*Task requirements*:
• A. In the month-in-review post, what did the writer use in place of the apricots in the cardamom-spice oat cookies?
• B. From the month-in-review post, return the passage that begins at the words "Homespun pot pie" and stops after "better at them.".

------ Text block ------

Morning glory oats from Whole Grain Mornings. Steel cut oats, carrots, raisins, coconut and a lot of orange zest. It's ridiculously good and I've already made it twice and portioned it out over the course of about a week each time.
Cardamom-spice Oat cookies from King Arthur's. I shunned the apricots and substituted dried apples and they were so good.
Mexican Rice Bowl from Moosewood. black beans cooked with orange juice and cumin, a salad made of radishes and charred corn and lime juice and a tomatillo-avocado sauce.
Homespun pot pie from Moosewood. I'm still kind of a sucker for biscuit topped anything and this is no exception. Edamame instead of peas, seitan instead of mushrooms. I still can only really one-for-one substitutions, but I'm getting better at them.
Browniest cookie from Smitten Kitchen. Not the browniest, but very good,
Top five books.
Like I said, I didn't read much this month but it had some high points.
I read the entire Tensorate series and despite being packaged as a single audio book, I feel like it probably counts as three books, especially since I liked the first one, Black Tides of Heaven, best, the second one was okay and the third one did not work as an audio book. (things that don't work as audiobooks: someone reading a mostly-redacted communication, anything where someone tries to describe a informational graph, lists of books and their call numbers.)
Mary Lambert's book of poetry Shame is an Ocean I Swim Across hurt so much in so many ways and was so brutal and I loved it. and I intended to use some of it as dw prompts because they gave me all the feels, so of course I can't find where I put it. Sometimes I think the more emotionally loaded and object the more likely I am to misplace it.
Brittany Cavallaro's A Question of Holmes finished up the series in very satisfying ways. They're all so traumatized and adorable and full of sharp edges cutting each other when they don't mean to and it's a lovely mix of distinctly fictional and bits I really relate to.
Angie Thomas's On the Come Up because of course I did and of course it was good.
Alexandra Oliva's The Last One was an apocalyptic novel, more peri- than post- about a woman competing in a reality show about being out in the woods and surviving on your own when the apocalypse happens (a flu apocalypse) and she continues to believe that everything is still being staged by the production crew and diassociates and then eventually has to realize what's really happening. It could have been played for laughs and it very much wasn't, and I actually liked the narrative jumping around the timeline.
It was a month, I survived it. It had more good points than I thought it did, looking back. Oh, brain, you tricksy fucker.

------ Given information ------

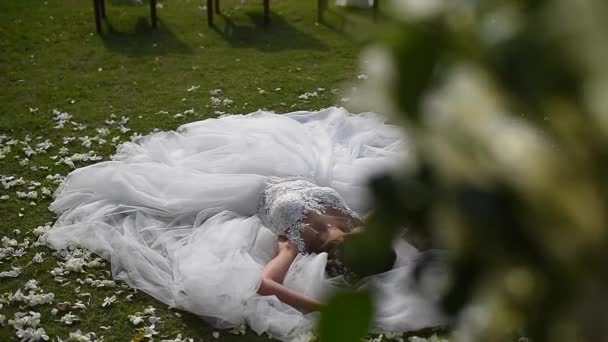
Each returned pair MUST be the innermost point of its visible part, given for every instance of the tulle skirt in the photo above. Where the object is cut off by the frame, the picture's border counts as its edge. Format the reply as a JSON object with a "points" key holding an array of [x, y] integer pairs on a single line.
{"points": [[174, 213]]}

------
------ Given information ------

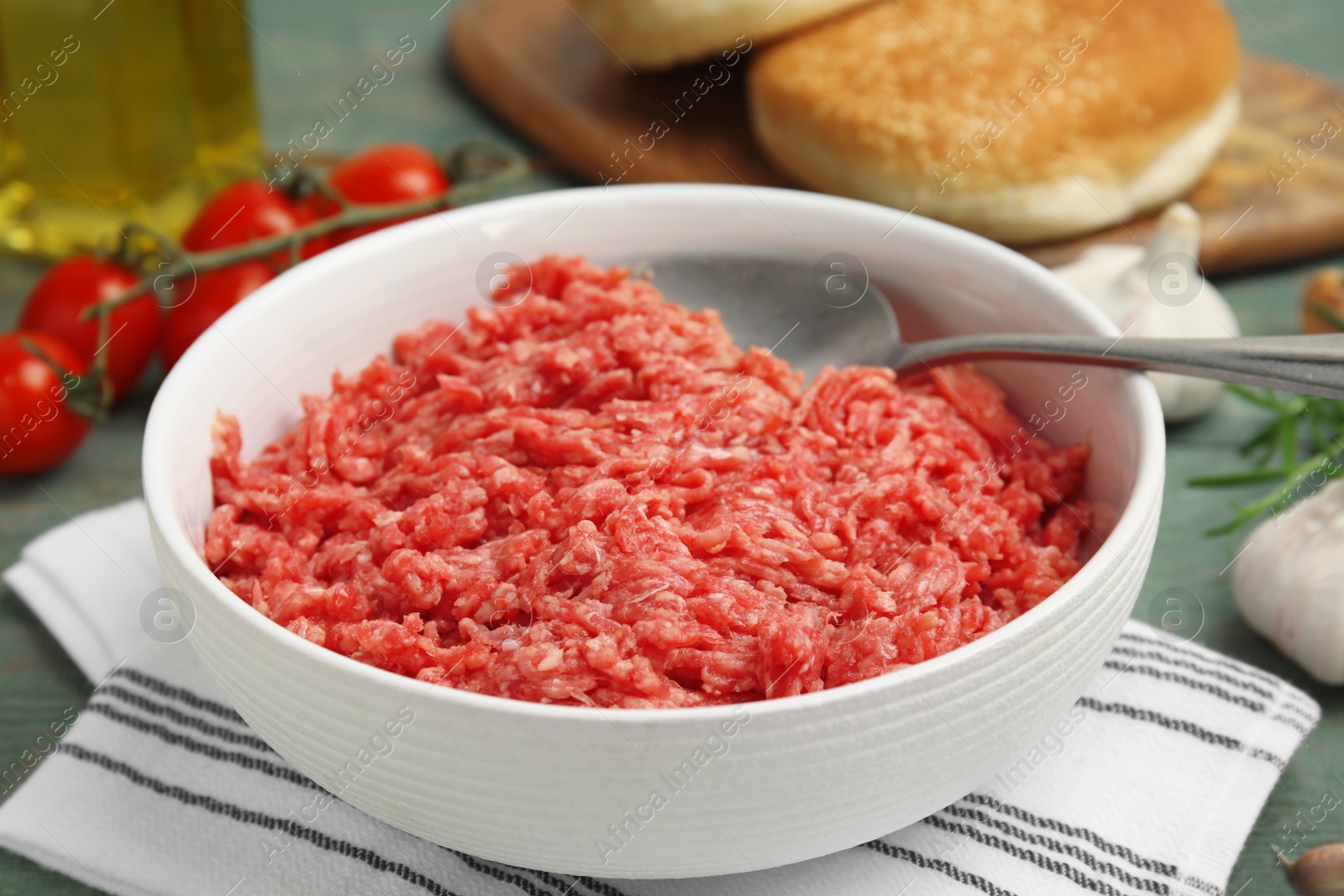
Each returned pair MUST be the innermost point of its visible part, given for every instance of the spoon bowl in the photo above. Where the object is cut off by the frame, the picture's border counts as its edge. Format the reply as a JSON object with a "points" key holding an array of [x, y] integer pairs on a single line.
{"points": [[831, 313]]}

------

*Answer set*:
• A. Dried apples.

• B.
Homespun pot pie from Moosewood. I'm still kind of a sucker for biscuit topped anything and this is no exception. Edamame instead of peas, seitan instead of mushrooms. I still can only really one-for-one substitutions, but I'm getting better at them.